--- Work to complete ---
Exactly as they stand, set down the following records once more.
Records for the exercise Block Start
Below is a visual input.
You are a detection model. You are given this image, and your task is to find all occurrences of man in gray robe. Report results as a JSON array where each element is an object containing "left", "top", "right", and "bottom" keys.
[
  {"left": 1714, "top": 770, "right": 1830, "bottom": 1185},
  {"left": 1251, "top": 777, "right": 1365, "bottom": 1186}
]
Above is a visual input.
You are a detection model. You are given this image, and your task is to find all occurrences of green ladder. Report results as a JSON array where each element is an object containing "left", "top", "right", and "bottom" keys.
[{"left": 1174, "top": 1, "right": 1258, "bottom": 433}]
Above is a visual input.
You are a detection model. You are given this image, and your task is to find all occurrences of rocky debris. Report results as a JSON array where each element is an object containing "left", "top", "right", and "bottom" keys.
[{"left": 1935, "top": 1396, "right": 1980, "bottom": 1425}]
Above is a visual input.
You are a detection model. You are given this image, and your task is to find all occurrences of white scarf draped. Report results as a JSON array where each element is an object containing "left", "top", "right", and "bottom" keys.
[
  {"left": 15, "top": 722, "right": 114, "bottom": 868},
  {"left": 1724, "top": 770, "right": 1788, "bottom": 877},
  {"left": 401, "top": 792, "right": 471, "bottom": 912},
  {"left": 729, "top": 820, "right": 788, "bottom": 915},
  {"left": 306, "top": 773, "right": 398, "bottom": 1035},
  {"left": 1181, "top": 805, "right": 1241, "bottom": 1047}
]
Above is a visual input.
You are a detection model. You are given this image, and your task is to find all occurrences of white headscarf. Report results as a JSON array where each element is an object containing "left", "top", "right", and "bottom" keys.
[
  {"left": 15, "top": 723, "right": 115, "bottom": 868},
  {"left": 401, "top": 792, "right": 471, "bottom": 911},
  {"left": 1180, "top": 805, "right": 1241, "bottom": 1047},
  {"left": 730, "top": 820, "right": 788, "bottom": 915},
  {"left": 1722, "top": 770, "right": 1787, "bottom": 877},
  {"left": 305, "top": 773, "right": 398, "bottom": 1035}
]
Records for the exercise Block End
--- Response to this exercise ---
Below is a visual input.
You are a detection model. You are given this image, and your task is to find all occurrences of man in gray robe. Report results as a JSON array where each element is an object containing "left", "top", "right", and "bottom" keys.
[
  {"left": 1714, "top": 770, "right": 1830, "bottom": 1185},
  {"left": 1251, "top": 777, "right": 1365, "bottom": 1186}
]
Above is a visual input.
You are a detection model. You are given this image, and your task is to find all occurrences of green ladder. Report results as a JSON array where each element is an object containing "left", "top", "right", and "bottom" keys.
[{"left": 1174, "top": 1, "right": 1258, "bottom": 433}]
Above is a visual input.
You are a detection model. You are given this image, and your task is to find all occurrences of rocky debris. Report results as a JSON array where each element is an object containing "left", "top", "right", and "bottom" keys.
[{"left": 1935, "top": 1396, "right": 1980, "bottom": 1425}]
Above is a visual input.
You are a detection model. You are given this image, and your task is to find all occurrences of white scarf draped. Report results as a JSON array where each element is an object containing "left", "top", "right", and "bottom" keys.
[
  {"left": 15, "top": 722, "right": 114, "bottom": 868},
  {"left": 1724, "top": 770, "right": 1788, "bottom": 877},
  {"left": 401, "top": 792, "right": 471, "bottom": 912},
  {"left": 729, "top": 820, "right": 788, "bottom": 915},
  {"left": 306, "top": 773, "right": 398, "bottom": 1035},
  {"left": 1181, "top": 805, "right": 1241, "bottom": 1047}
]
Above is a visual input.
You are a detection model. You are given this image, and your task is to find all occurrences of white headscarf. Report results as a JSON array where each element is an object containing "left", "top", "right", and "bottom" keys.
[
  {"left": 15, "top": 723, "right": 115, "bottom": 868},
  {"left": 401, "top": 792, "right": 471, "bottom": 911},
  {"left": 1180, "top": 805, "right": 1241, "bottom": 1047},
  {"left": 730, "top": 820, "right": 788, "bottom": 915},
  {"left": 1722, "top": 770, "right": 1787, "bottom": 877},
  {"left": 305, "top": 773, "right": 398, "bottom": 1035}
]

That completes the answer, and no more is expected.